TASK OBJECTIVE ▸
Each line from the one containing "of the white" through the end of the data is to be written out exactly, and nothing more.

□ □ □ □ □

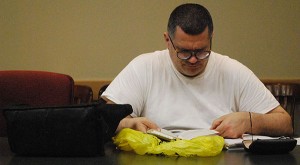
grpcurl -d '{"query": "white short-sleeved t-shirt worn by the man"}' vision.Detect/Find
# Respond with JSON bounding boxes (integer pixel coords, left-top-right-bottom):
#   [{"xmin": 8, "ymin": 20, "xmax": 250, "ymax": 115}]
[{"xmin": 103, "ymin": 50, "xmax": 279, "ymax": 129}]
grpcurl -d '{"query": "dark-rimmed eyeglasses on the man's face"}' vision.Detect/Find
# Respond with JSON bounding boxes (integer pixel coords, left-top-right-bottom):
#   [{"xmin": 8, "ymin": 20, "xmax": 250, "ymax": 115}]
[{"xmin": 169, "ymin": 35, "xmax": 211, "ymax": 60}]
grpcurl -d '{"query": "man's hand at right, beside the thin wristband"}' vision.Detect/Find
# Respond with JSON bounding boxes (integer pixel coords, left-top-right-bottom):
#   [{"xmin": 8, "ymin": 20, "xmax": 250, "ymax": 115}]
[{"xmin": 211, "ymin": 112, "xmax": 251, "ymax": 138}]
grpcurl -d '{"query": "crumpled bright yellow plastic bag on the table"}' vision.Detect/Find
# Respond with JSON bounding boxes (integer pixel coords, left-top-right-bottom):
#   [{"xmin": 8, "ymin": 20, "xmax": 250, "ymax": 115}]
[{"xmin": 113, "ymin": 128, "xmax": 224, "ymax": 157}]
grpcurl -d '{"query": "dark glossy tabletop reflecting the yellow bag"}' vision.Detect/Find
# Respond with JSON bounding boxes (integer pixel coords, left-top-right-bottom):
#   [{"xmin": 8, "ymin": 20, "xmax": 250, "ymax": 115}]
[{"xmin": 0, "ymin": 137, "xmax": 300, "ymax": 165}]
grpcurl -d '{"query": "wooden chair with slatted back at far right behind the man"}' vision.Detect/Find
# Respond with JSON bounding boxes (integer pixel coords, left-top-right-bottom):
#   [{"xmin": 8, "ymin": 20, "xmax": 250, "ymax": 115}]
[{"xmin": 265, "ymin": 83, "xmax": 300, "ymax": 131}]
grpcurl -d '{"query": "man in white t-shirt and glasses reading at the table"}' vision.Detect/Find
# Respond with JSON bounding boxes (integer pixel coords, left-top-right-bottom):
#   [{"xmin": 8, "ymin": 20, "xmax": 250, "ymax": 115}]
[{"xmin": 102, "ymin": 4, "xmax": 293, "ymax": 138}]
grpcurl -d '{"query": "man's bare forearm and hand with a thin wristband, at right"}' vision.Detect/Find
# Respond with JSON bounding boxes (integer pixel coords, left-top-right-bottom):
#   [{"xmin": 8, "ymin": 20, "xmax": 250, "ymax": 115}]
[{"xmin": 211, "ymin": 106, "xmax": 293, "ymax": 138}]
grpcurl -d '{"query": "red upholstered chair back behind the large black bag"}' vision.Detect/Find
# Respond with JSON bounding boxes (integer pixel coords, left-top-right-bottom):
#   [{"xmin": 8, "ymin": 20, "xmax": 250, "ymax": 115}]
[{"xmin": 0, "ymin": 70, "xmax": 74, "ymax": 136}]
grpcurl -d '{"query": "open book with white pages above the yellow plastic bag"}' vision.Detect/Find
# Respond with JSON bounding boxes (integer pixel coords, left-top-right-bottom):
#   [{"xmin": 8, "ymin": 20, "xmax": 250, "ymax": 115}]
[{"xmin": 147, "ymin": 129, "xmax": 218, "ymax": 141}]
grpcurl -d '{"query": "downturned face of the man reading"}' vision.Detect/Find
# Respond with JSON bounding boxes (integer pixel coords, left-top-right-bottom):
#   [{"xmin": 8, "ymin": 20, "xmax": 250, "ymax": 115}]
[{"xmin": 164, "ymin": 27, "xmax": 211, "ymax": 77}]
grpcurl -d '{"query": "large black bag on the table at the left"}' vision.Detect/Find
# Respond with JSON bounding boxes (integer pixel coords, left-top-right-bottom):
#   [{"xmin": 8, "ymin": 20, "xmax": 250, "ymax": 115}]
[{"xmin": 4, "ymin": 103, "xmax": 132, "ymax": 156}]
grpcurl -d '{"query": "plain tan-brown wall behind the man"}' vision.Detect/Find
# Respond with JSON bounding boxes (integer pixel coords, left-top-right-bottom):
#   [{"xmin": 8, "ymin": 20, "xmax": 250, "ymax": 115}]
[{"xmin": 0, "ymin": 0, "xmax": 300, "ymax": 81}]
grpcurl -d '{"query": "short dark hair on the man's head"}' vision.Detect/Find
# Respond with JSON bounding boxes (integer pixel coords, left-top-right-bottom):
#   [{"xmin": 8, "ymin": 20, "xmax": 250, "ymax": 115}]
[{"xmin": 168, "ymin": 3, "xmax": 213, "ymax": 37}]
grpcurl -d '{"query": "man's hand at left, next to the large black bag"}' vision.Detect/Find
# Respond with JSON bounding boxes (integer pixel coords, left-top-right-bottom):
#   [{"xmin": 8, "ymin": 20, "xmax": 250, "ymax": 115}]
[{"xmin": 117, "ymin": 116, "xmax": 160, "ymax": 133}]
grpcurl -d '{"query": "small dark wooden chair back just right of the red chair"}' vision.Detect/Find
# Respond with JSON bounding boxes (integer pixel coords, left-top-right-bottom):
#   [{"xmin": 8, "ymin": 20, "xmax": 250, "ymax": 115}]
[{"xmin": 74, "ymin": 85, "xmax": 93, "ymax": 104}]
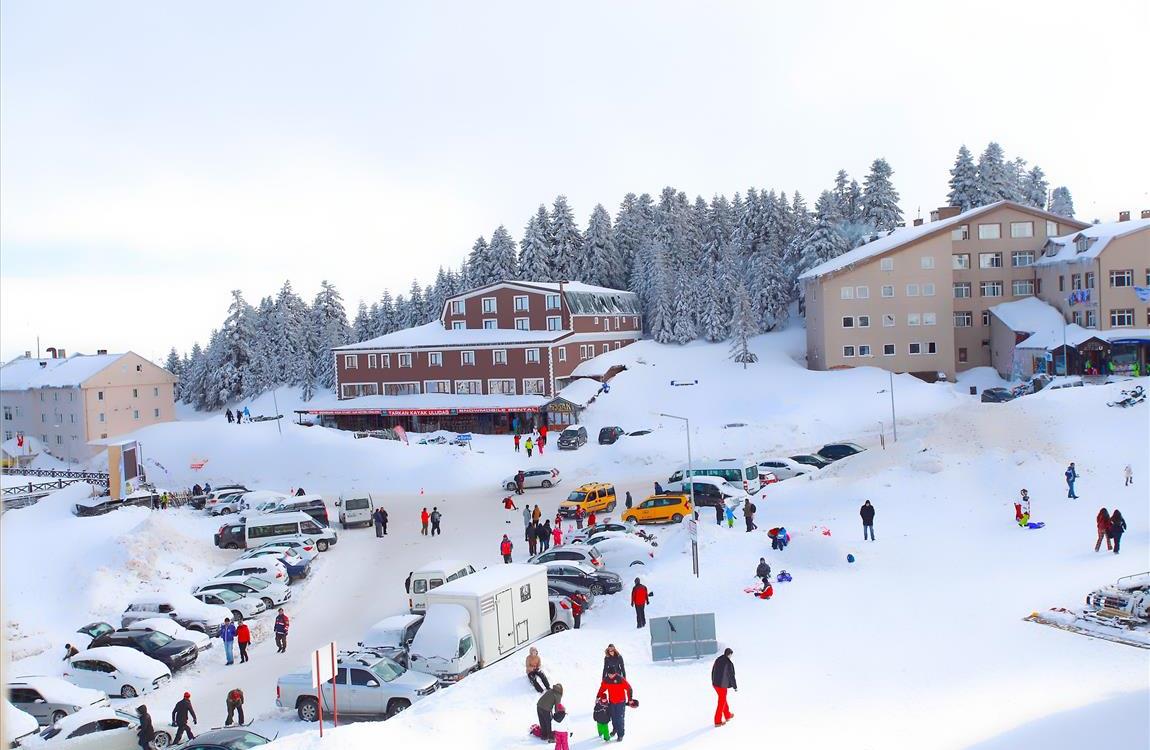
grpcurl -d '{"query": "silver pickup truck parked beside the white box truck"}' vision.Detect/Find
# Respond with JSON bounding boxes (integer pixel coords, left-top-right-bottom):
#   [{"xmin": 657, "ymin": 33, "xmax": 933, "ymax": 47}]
[{"xmin": 276, "ymin": 651, "xmax": 439, "ymax": 721}]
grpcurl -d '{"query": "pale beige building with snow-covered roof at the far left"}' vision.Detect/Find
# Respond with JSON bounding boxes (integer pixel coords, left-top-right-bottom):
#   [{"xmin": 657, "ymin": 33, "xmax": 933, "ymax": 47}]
[{"xmin": 0, "ymin": 349, "xmax": 176, "ymax": 461}]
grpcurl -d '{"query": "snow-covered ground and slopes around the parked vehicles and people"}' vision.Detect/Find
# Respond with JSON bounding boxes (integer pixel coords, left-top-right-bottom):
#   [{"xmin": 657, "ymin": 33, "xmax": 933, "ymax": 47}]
[{"xmin": 2, "ymin": 330, "xmax": 1150, "ymax": 749}]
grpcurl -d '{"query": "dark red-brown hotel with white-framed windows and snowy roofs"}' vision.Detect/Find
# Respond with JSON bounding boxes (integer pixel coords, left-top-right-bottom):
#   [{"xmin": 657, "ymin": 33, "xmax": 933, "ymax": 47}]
[{"xmin": 309, "ymin": 281, "xmax": 643, "ymax": 433}]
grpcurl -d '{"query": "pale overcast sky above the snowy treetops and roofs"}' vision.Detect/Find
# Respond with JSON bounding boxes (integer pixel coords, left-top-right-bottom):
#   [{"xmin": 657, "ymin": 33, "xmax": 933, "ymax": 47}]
[{"xmin": 0, "ymin": 0, "xmax": 1150, "ymax": 359}]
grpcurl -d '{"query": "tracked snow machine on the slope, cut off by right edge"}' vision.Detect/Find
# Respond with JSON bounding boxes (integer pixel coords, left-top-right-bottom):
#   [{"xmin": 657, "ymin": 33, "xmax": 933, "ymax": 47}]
[{"xmin": 1025, "ymin": 572, "xmax": 1150, "ymax": 649}]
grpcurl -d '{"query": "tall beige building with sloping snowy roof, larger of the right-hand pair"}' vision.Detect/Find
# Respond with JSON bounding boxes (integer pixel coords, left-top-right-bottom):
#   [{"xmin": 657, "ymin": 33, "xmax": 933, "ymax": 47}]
[{"xmin": 799, "ymin": 201, "xmax": 1087, "ymax": 380}]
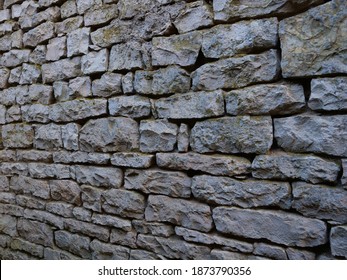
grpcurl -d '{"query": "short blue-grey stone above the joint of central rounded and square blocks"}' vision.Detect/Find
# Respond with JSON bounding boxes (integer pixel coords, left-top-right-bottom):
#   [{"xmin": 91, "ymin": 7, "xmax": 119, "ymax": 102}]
[{"xmin": 108, "ymin": 95, "xmax": 151, "ymax": 118}]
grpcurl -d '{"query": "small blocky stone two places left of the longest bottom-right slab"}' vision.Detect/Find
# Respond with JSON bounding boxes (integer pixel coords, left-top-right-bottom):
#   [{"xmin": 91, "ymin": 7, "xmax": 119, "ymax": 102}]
[{"xmin": 102, "ymin": 189, "xmax": 145, "ymax": 219}]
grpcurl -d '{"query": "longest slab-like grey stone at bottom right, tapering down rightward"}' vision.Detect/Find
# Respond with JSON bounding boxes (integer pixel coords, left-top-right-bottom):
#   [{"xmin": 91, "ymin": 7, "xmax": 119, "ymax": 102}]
[{"xmin": 213, "ymin": 207, "xmax": 327, "ymax": 247}]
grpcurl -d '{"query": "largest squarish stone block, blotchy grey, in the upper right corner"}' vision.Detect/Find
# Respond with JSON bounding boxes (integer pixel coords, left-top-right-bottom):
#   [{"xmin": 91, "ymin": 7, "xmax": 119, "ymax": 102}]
[{"xmin": 279, "ymin": 0, "xmax": 347, "ymax": 78}]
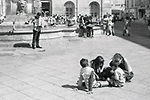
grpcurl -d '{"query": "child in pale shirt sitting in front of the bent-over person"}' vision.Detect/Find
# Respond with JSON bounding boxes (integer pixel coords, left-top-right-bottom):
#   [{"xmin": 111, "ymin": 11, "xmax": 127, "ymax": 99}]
[{"xmin": 107, "ymin": 62, "xmax": 125, "ymax": 87}]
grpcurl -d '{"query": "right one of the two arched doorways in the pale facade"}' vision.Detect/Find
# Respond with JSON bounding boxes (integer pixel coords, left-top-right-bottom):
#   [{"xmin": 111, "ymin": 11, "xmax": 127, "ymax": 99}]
[{"xmin": 89, "ymin": 1, "xmax": 100, "ymax": 18}]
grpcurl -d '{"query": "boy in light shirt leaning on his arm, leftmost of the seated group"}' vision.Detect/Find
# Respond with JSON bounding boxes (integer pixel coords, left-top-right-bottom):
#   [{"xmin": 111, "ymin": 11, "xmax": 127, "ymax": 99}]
[{"xmin": 77, "ymin": 58, "xmax": 108, "ymax": 94}]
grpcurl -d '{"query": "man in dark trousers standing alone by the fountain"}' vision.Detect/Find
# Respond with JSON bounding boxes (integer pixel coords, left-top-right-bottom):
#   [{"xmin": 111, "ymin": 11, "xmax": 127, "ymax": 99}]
[{"xmin": 32, "ymin": 12, "xmax": 42, "ymax": 49}]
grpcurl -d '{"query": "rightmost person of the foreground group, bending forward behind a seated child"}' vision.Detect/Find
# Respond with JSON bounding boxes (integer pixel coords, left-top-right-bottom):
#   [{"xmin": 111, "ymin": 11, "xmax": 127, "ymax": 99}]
[{"xmin": 111, "ymin": 53, "xmax": 134, "ymax": 82}]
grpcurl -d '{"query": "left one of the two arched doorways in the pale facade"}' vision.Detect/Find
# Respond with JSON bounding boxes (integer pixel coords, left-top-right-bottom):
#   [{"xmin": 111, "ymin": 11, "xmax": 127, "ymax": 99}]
[{"xmin": 64, "ymin": 1, "xmax": 75, "ymax": 17}]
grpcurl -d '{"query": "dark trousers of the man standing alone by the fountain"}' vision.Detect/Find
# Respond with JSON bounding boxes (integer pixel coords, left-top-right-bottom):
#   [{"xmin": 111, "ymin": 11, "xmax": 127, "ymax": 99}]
[{"xmin": 32, "ymin": 30, "xmax": 41, "ymax": 46}]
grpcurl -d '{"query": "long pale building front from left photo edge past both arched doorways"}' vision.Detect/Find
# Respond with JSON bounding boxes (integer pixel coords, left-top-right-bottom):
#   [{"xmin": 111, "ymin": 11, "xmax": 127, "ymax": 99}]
[{"xmin": 0, "ymin": 0, "xmax": 111, "ymax": 17}]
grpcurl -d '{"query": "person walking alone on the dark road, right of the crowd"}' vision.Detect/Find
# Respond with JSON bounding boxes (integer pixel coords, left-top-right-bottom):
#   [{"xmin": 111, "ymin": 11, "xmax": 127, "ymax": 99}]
[{"xmin": 123, "ymin": 16, "xmax": 130, "ymax": 36}]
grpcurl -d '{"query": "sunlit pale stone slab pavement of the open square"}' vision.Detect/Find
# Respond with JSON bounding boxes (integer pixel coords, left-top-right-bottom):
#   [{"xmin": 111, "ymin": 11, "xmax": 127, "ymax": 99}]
[{"xmin": 0, "ymin": 30, "xmax": 150, "ymax": 100}]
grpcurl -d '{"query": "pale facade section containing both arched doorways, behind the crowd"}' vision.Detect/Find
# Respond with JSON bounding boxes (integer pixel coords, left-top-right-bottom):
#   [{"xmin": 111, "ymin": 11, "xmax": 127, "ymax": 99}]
[{"xmin": 52, "ymin": 0, "xmax": 111, "ymax": 17}]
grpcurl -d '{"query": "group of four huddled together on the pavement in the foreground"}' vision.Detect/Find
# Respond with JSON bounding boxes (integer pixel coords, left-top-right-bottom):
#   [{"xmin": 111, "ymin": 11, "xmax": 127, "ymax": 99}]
[{"xmin": 77, "ymin": 53, "xmax": 134, "ymax": 94}]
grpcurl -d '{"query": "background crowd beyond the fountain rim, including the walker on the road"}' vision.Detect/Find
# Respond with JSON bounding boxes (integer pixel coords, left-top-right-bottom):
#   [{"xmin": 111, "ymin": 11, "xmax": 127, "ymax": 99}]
[{"xmin": 25, "ymin": 13, "xmax": 141, "ymax": 37}]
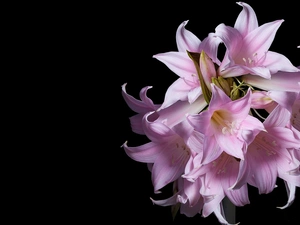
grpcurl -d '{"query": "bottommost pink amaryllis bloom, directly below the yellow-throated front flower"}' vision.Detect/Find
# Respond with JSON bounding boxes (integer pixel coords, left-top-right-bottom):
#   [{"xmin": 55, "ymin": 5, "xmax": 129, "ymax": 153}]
[{"xmin": 182, "ymin": 152, "xmax": 250, "ymax": 224}]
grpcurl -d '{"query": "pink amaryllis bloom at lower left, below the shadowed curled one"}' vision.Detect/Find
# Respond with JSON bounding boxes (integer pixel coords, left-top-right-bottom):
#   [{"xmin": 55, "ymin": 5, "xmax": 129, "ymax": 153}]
[{"xmin": 123, "ymin": 117, "xmax": 193, "ymax": 193}]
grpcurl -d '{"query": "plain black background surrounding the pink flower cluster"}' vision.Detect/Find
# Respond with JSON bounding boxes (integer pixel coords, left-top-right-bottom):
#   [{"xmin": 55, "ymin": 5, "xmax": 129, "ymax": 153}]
[{"xmin": 2, "ymin": 0, "xmax": 300, "ymax": 225}]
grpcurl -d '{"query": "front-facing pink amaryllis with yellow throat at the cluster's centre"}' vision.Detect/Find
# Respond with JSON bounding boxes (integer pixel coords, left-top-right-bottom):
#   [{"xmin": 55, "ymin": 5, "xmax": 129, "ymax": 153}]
[{"xmin": 187, "ymin": 84, "xmax": 264, "ymax": 164}]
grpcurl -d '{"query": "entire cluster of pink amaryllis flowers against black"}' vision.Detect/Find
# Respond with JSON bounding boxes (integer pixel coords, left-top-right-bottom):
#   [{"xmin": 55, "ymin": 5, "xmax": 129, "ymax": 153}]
[{"xmin": 122, "ymin": 2, "xmax": 300, "ymax": 224}]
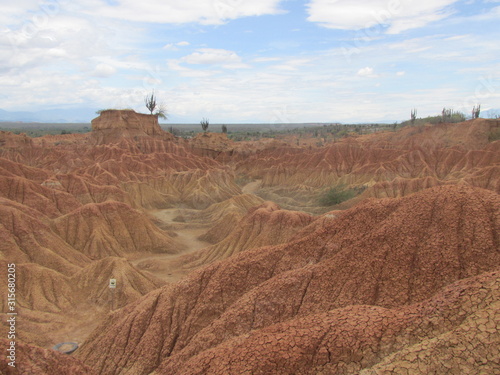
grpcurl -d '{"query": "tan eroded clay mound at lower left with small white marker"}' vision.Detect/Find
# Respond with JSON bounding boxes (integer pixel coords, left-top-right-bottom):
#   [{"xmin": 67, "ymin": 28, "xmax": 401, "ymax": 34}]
[{"xmin": 0, "ymin": 257, "xmax": 164, "ymax": 348}]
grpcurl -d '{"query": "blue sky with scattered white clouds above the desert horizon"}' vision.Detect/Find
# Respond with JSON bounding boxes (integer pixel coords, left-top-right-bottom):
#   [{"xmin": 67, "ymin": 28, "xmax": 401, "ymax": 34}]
[{"xmin": 0, "ymin": 0, "xmax": 500, "ymax": 123}]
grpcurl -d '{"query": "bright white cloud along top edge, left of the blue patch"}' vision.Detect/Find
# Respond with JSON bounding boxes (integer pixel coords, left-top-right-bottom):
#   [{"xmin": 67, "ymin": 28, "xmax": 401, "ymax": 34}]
[{"xmin": 80, "ymin": 0, "xmax": 282, "ymax": 25}]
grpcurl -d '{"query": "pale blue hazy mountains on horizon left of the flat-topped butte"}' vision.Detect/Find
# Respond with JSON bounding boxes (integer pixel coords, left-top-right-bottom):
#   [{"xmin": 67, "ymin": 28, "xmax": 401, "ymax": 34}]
[{"xmin": 0, "ymin": 108, "xmax": 97, "ymax": 123}]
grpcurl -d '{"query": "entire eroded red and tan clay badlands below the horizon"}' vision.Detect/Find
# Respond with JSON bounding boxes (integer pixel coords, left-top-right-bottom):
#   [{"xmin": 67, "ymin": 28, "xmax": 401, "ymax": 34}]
[{"xmin": 0, "ymin": 110, "xmax": 500, "ymax": 375}]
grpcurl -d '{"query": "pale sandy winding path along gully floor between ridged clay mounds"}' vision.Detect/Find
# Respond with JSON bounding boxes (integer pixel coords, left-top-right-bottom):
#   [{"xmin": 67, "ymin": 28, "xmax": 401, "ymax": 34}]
[{"xmin": 130, "ymin": 208, "xmax": 211, "ymax": 283}]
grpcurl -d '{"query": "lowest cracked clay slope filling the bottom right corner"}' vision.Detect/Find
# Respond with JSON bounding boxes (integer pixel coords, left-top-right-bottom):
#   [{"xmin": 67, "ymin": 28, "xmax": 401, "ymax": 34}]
[{"xmin": 160, "ymin": 272, "xmax": 500, "ymax": 375}]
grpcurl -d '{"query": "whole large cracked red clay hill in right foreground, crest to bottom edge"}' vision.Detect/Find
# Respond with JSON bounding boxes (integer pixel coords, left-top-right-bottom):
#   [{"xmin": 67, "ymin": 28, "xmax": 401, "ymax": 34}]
[{"xmin": 76, "ymin": 186, "xmax": 500, "ymax": 374}]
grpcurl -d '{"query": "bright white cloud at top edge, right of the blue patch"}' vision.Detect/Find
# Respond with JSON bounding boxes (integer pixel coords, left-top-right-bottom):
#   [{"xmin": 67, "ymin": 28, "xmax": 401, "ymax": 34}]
[{"xmin": 307, "ymin": 0, "xmax": 457, "ymax": 34}]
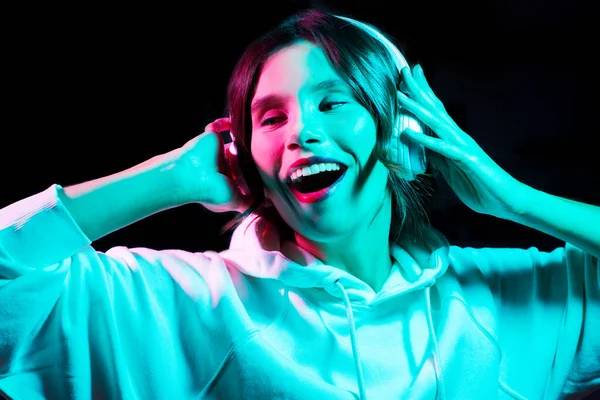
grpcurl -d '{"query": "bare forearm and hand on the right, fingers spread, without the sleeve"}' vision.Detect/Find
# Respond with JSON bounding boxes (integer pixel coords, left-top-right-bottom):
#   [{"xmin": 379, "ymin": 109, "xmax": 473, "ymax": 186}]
[{"xmin": 398, "ymin": 66, "xmax": 600, "ymax": 257}]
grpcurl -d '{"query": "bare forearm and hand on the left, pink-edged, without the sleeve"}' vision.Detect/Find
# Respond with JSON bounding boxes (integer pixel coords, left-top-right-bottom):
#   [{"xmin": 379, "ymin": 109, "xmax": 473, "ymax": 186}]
[{"xmin": 59, "ymin": 122, "xmax": 254, "ymax": 241}]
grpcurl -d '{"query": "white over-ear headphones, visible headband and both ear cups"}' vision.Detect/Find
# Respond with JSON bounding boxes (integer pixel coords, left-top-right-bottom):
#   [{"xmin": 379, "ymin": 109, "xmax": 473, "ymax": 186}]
[{"xmin": 225, "ymin": 15, "xmax": 428, "ymax": 195}]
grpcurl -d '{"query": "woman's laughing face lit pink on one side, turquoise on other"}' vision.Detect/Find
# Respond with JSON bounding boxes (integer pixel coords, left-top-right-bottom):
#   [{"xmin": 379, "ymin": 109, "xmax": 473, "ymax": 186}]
[{"xmin": 251, "ymin": 41, "xmax": 389, "ymax": 242}]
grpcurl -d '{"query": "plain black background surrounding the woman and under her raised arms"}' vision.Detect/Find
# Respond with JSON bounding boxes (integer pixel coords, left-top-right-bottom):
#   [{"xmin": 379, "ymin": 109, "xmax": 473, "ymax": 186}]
[{"xmin": 0, "ymin": 0, "xmax": 600, "ymax": 251}]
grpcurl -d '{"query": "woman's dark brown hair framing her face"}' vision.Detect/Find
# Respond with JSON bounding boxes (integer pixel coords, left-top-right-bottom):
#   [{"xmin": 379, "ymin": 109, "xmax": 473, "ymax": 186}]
[{"xmin": 221, "ymin": 9, "xmax": 433, "ymax": 241}]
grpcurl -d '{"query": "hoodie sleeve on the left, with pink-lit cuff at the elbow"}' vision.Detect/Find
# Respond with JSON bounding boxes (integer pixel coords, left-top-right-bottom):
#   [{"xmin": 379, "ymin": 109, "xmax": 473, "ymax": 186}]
[{"xmin": 0, "ymin": 185, "xmax": 230, "ymax": 399}]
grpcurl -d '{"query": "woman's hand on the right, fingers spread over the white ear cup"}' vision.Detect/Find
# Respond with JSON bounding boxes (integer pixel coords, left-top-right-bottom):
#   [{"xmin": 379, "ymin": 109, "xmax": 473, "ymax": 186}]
[{"xmin": 398, "ymin": 65, "xmax": 525, "ymax": 219}]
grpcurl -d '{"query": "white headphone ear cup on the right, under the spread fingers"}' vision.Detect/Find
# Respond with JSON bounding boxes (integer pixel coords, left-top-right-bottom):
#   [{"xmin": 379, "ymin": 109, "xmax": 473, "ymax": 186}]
[{"xmin": 388, "ymin": 110, "xmax": 427, "ymax": 181}]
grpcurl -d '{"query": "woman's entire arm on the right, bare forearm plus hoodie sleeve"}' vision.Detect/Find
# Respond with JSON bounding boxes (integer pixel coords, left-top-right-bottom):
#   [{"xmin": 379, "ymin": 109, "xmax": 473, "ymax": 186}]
[{"xmin": 398, "ymin": 67, "xmax": 600, "ymax": 398}]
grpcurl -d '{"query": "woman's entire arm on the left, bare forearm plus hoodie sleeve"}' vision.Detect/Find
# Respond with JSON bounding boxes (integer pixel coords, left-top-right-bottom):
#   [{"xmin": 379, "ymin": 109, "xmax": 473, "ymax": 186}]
[{"xmin": 0, "ymin": 122, "xmax": 248, "ymax": 398}]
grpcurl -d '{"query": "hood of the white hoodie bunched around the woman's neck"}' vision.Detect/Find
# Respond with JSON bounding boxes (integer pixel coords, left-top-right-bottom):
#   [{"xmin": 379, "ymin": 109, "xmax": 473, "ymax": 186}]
[{"xmin": 222, "ymin": 214, "xmax": 449, "ymax": 304}]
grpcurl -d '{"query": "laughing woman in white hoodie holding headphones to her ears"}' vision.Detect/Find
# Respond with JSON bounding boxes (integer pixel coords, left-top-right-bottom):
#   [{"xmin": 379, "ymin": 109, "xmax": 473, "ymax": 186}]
[{"xmin": 0, "ymin": 10, "xmax": 600, "ymax": 399}]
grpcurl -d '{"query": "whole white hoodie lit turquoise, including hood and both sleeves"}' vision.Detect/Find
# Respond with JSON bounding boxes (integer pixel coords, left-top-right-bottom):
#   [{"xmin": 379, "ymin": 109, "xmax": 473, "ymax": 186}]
[{"xmin": 0, "ymin": 185, "xmax": 600, "ymax": 400}]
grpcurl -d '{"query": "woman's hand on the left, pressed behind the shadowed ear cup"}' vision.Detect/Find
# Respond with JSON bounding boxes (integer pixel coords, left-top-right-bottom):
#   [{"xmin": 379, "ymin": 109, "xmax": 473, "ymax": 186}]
[{"xmin": 176, "ymin": 118, "xmax": 254, "ymax": 213}]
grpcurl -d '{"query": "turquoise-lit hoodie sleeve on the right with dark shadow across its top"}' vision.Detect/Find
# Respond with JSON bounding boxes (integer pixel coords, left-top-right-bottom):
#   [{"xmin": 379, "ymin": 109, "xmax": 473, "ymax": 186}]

□ □ □ □ □

TASK RESPONSE ▸
grpcurl -d '{"query": "hood of the white hoodie bunched around the woman's neck"}' vision.Detect/Find
# Respond with JSON bounding boxes (integer pixel coords, left-top-right-bottom):
#   [{"xmin": 379, "ymin": 109, "xmax": 473, "ymax": 186}]
[{"xmin": 222, "ymin": 214, "xmax": 449, "ymax": 304}]
grpcurl -d '{"query": "laughing woman in white hoodie holding headphones to her ears"}' vision.Detect/Find
# Respond with JSON bounding boxes (integer pixel coords, left-top-right-bottom):
#   [{"xmin": 379, "ymin": 109, "xmax": 473, "ymax": 186}]
[{"xmin": 0, "ymin": 10, "xmax": 600, "ymax": 399}]
grpcurl -d '{"query": "whole white hoodie lit turquoise, including hood and both sleeves"}' vision.Detect/Find
# Respond with JSON bounding boxes (integer pixel coords, left-top-right-bottom):
#   [{"xmin": 379, "ymin": 109, "xmax": 473, "ymax": 186}]
[{"xmin": 0, "ymin": 185, "xmax": 600, "ymax": 400}]
grpcurl -d '{"query": "woman's hand on the left, pressed behind the shadowed ear cup"}' vision.Detect/Find
# Respond with JSON bounding boxes (integer pixel coords, left-top-right-bottom):
#   [{"xmin": 379, "ymin": 109, "xmax": 473, "ymax": 186}]
[{"xmin": 176, "ymin": 118, "xmax": 254, "ymax": 213}]
grpcurl -d '{"query": "turquoise-lit hoodie sleeve on the right with dark shadow across its top"}' vision.Detect/Find
# Respond with JSON bounding boxes (integer pixel coords, left-top-right-bottom):
#   [{"xmin": 379, "ymin": 109, "xmax": 473, "ymax": 186}]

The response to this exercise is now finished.